Dataset entries
===============
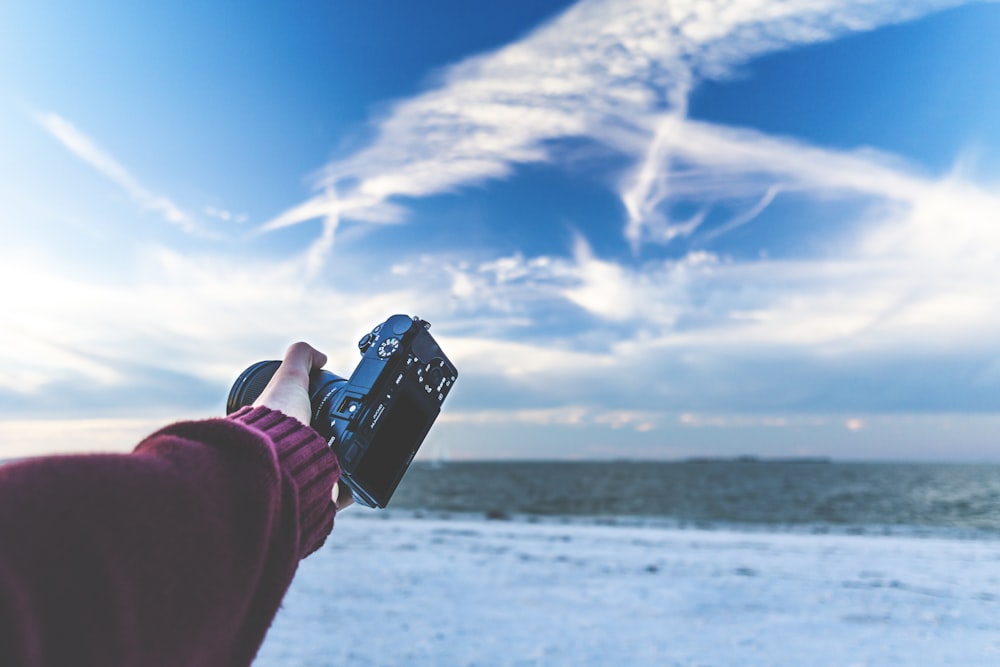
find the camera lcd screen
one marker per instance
(394, 443)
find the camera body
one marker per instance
(376, 420)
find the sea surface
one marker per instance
(944, 500)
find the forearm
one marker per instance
(179, 553)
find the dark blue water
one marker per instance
(932, 499)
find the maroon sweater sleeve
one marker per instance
(176, 554)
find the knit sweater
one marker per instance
(176, 554)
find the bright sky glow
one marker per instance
(639, 228)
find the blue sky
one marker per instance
(640, 229)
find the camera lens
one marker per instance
(250, 385)
(324, 389)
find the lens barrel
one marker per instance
(324, 390)
(250, 385)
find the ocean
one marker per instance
(812, 496)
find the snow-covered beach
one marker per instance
(402, 590)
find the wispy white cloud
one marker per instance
(87, 150)
(614, 72)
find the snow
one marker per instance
(419, 591)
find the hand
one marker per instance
(288, 392)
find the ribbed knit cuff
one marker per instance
(302, 454)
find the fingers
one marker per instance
(301, 358)
(288, 390)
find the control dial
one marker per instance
(387, 347)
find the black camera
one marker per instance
(375, 421)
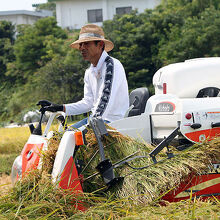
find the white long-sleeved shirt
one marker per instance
(94, 82)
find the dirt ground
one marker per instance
(5, 184)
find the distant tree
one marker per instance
(7, 31)
(30, 47)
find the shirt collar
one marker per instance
(97, 68)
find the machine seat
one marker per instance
(137, 101)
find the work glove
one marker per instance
(49, 106)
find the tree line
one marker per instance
(39, 64)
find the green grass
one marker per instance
(6, 161)
(36, 198)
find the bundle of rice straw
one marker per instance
(147, 184)
(142, 186)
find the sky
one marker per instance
(10, 5)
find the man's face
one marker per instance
(91, 51)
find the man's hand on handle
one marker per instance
(49, 106)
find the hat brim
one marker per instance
(108, 44)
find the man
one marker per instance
(105, 84)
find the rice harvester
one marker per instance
(184, 110)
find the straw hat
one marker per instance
(92, 32)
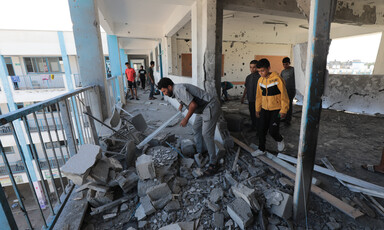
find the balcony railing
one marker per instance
(38, 81)
(70, 127)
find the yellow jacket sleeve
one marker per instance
(259, 96)
(284, 96)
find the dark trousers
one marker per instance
(252, 111)
(291, 96)
(269, 120)
(142, 81)
(152, 89)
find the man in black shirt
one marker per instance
(142, 73)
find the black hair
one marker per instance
(263, 63)
(286, 60)
(164, 83)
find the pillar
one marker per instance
(86, 30)
(318, 46)
(207, 38)
(5, 81)
(114, 58)
(379, 64)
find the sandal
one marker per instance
(212, 169)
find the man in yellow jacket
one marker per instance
(272, 103)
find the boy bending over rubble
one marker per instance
(207, 110)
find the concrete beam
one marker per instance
(286, 8)
(180, 16)
(364, 12)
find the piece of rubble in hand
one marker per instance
(145, 167)
(249, 195)
(78, 166)
(240, 212)
(160, 195)
(216, 195)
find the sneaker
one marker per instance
(258, 152)
(280, 146)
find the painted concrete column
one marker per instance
(114, 58)
(317, 52)
(379, 64)
(86, 30)
(207, 39)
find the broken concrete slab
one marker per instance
(145, 167)
(280, 203)
(160, 195)
(240, 212)
(78, 167)
(216, 195)
(147, 205)
(247, 194)
(187, 147)
(218, 220)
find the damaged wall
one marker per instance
(354, 93)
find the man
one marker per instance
(288, 74)
(207, 110)
(130, 73)
(151, 80)
(272, 103)
(250, 92)
(142, 73)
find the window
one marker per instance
(43, 64)
(8, 63)
(9, 150)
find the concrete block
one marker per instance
(247, 194)
(130, 153)
(145, 167)
(280, 203)
(127, 180)
(187, 147)
(160, 195)
(100, 171)
(216, 195)
(172, 206)
(240, 212)
(78, 167)
(218, 220)
(147, 205)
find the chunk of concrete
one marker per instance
(240, 212)
(187, 147)
(78, 167)
(147, 205)
(280, 203)
(160, 195)
(216, 195)
(246, 194)
(145, 167)
(218, 220)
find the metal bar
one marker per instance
(54, 150)
(14, 185)
(36, 156)
(11, 116)
(318, 45)
(57, 137)
(46, 157)
(67, 126)
(7, 221)
(27, 172)
(62, 129)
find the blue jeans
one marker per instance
(152, 89)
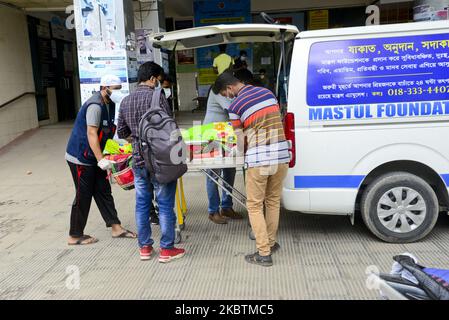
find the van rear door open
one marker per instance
(222, 34)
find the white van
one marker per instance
(367, 115)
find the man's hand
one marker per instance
(105, 164)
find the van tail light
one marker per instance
(289, 129)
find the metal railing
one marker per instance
(16, 98)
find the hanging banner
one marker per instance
(212, 12)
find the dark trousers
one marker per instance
(90, 181)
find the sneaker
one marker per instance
(154, 219)
(275, 247)
(168, 255)
(230, 213)
(217, 218)
(145, 252)
(260, 260)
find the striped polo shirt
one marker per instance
(256, 111)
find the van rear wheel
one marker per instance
(399, 207)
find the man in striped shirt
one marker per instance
(254, 114)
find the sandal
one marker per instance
(125, 234)
(81, 241)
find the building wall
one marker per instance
(16, 76)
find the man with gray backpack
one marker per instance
(158, 159)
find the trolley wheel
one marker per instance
(178, 237)
(251, 235)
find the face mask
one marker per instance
(167, 92)
(116, 96)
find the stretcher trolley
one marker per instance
(206, 166)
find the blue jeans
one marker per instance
(213, 195)
(165, 197)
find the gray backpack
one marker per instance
(161, 143)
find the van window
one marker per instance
(390, 77)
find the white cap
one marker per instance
(110, 80)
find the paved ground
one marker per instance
(322, 257)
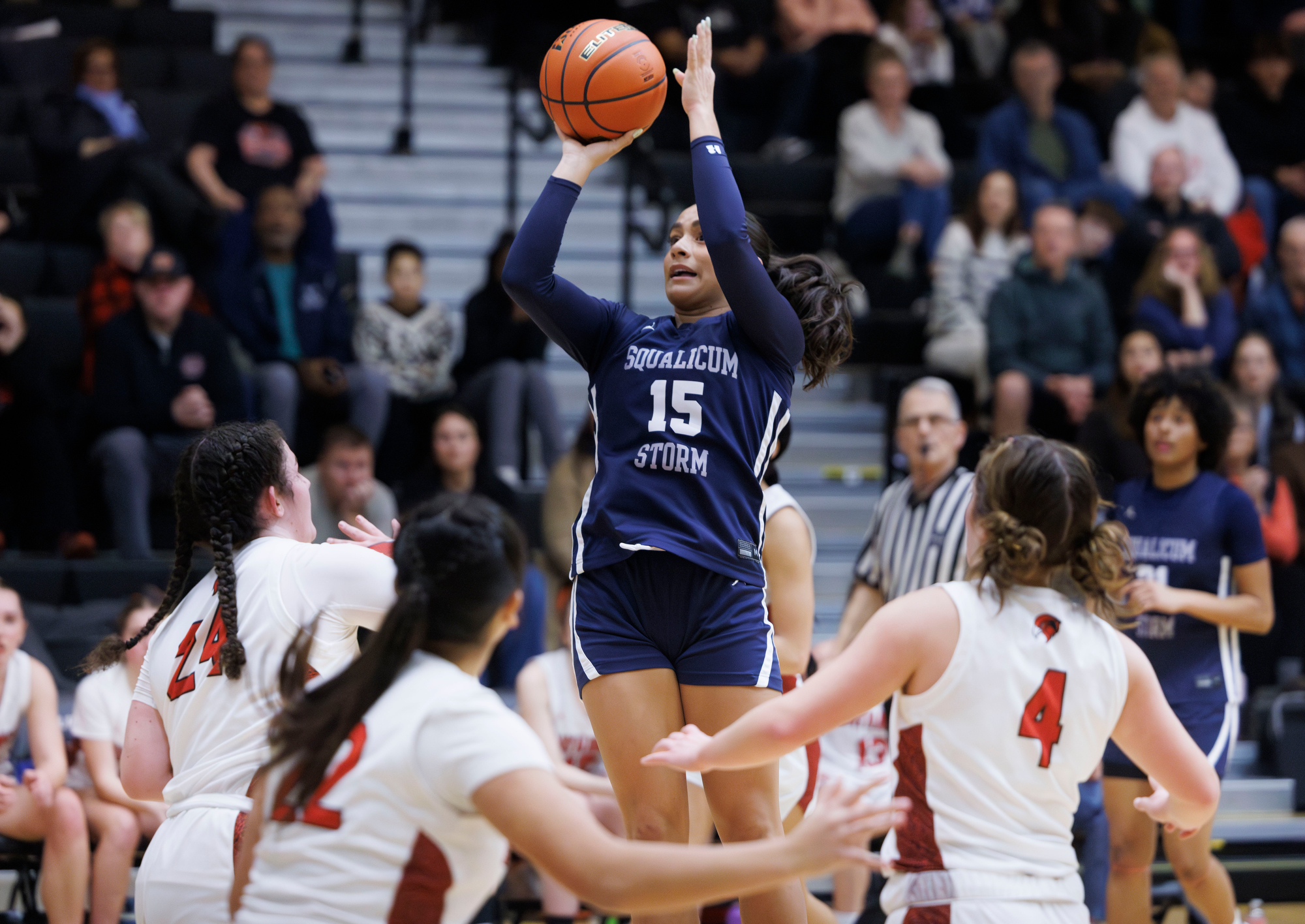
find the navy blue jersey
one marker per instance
(1192, 537)
(686, 416)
===============
Directions for this task = Say how many lines in the records hold the string "striped", please, and add no other words.

Exercise response = 2